# Required task
In the fiscal note on HB3108, what is the tax rate charged on each electric generator?

# Text segment
LEGISLATIVE BUDGET BOARD
Austin, Texas
 
FISCAL NOTE, 79TH LEGISLATIVE REGULAR SESSION
 
April 19, 2005

TO:
Honorable Jim Keffer, Chair, House Committee on Ways & Means
 
FROM:
John S. O'Brien, Deputy Director, Legislative Budget Board
 
IN RE:
HB3108 by Burnam (Relating to the imposition of an energy efficiency tax and to the use of the proceeds to fund education; providing penalties.), As Introduced



Estimated Two-year Net Impact to General Revenue Related Funds for HB3108, As Introduced: a positive impact of $258,566,000 through the biennium ending August 31, 2007.



Fiscal Year Probable Net Positive/(Negative) Impact to General Revenue Related Funds
2006 $107,035,000
2007 $151,531,000
2008 $143,158,000
2009 $135,104,000
2010 $127,035,000




Fiscal Year Probable Revenue Gain/(Loss) from
FOUNDATION SCHOOL FUND
193
2006 $107,035,000
2007 $151,531,000
2008 $143,158,000
2009 $135,104,000
2010 $127,035,000

Fiscal Analysis

The bill would add a new chapter to Subtitle E, Title 2 of the Tax Code, relating to the imposition of an energy efficiency tax.

 

The bill would impose a tax on each electric generator, as defined in the bill, at a rate of 60 cents per pound of nitrogen oxides emitted in generating a megawatt hour of electricity. The tax rate would be multiplied by the total megawatt hours of electricity generated by the electric generator during the reporting period and remitted, along with a tax report, to the Comptroller of Public Account’s office on the 25th day of each succeeding month. The bill would require each electric generator to file its monthly tax report stating the number of pounds of nitrogen oxides emitted during the preceding month, the total number of megawatt hours generated, and any other information required by the Comptroller.

 

The bill would establish penalties that would apply if an electric generator failed to file a report or pay the tax within 30 days of the monthly due date. The penalty would be 12 percent of the amount of delinquent tax, but not less than $1. A delinquent payment would accrue interest.

 

All revenue collected under this bill, including penalties and interest, would be deposited to the credit of the Foundation School Fund.

 

The bill would take effect September 1, 2005.

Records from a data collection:
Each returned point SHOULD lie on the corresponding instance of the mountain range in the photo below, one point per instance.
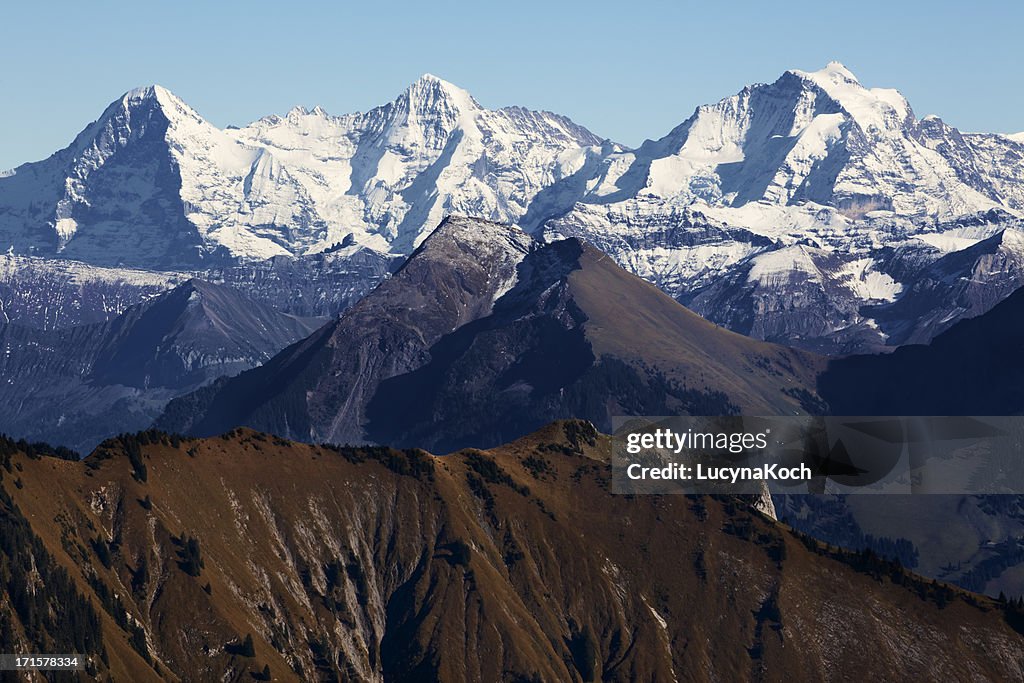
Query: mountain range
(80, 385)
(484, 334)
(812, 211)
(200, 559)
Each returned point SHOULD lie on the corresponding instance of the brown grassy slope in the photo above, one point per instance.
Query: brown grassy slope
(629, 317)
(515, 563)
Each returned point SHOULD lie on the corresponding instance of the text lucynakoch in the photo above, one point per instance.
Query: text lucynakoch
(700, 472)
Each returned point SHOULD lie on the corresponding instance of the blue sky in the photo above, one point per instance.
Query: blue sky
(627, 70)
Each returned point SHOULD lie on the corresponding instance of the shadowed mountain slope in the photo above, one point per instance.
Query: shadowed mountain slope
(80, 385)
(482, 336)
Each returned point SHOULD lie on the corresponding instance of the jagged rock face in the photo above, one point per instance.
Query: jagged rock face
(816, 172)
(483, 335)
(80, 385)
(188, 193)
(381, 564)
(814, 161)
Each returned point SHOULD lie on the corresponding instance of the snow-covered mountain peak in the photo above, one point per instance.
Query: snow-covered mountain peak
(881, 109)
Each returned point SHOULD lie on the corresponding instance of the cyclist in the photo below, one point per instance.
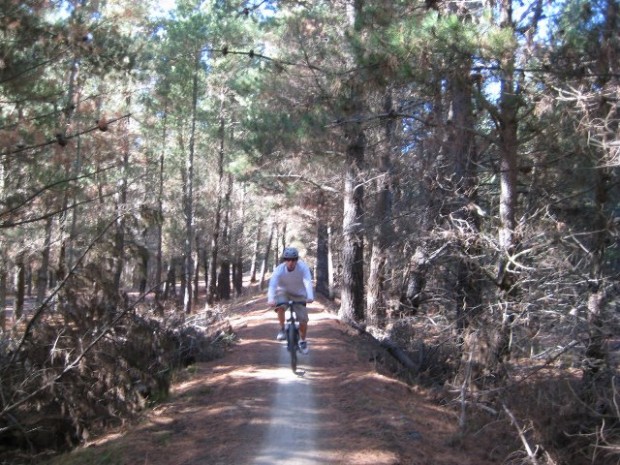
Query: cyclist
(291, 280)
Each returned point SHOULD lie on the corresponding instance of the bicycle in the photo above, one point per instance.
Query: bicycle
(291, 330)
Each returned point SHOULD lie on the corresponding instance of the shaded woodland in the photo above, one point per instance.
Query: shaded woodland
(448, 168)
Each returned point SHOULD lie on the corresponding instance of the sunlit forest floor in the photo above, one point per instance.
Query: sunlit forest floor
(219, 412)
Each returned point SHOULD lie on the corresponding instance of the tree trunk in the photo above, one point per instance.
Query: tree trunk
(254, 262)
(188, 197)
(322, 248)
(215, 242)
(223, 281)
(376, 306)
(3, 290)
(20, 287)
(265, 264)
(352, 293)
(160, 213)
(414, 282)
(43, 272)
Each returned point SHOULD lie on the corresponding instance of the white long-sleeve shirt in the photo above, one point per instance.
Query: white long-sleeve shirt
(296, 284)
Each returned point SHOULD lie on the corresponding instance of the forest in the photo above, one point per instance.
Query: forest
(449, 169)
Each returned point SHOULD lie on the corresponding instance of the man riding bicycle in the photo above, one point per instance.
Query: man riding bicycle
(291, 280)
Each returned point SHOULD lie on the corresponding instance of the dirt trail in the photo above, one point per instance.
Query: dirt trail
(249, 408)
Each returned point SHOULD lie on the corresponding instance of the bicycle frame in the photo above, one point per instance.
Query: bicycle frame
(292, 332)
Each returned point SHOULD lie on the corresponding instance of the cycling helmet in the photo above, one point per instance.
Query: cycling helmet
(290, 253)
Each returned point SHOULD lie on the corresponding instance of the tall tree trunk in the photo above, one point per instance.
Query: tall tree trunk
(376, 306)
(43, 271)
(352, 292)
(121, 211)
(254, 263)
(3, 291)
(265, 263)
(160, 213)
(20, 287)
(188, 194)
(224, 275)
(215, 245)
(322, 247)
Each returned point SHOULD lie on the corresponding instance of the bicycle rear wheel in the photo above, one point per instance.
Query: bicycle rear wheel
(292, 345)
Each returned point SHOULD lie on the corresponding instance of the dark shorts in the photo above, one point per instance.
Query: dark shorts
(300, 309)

# Response to this task
60 cents per pound of nitrogen oxides emitted in generating a megawatt hour of electricity.